§ **Given information**:
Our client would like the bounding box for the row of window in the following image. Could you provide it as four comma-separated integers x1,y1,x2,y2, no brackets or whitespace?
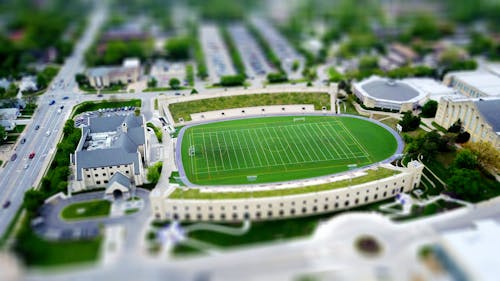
85,165,128,172
87,170,130,179
168,188,404,221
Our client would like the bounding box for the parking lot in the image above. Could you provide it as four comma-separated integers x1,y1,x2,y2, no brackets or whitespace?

§ **What needs to be done**:
Write the entries out again exactly as they appear, with the pictures omitted.

§ **Expected answer**:
Our client would like the bounding box for the row of window in the following image. Could you provide it as four comma-separated integers x1,y1,x2,y2, no brackets or whitespace?
85,165,128,172
87,170,130,179
168,188,404,221
Our client would like the bounding box for the parking lot in the image above. Could you provide it as four comma-separated integers x1,y1,x2,y2, no brackets or whitespace?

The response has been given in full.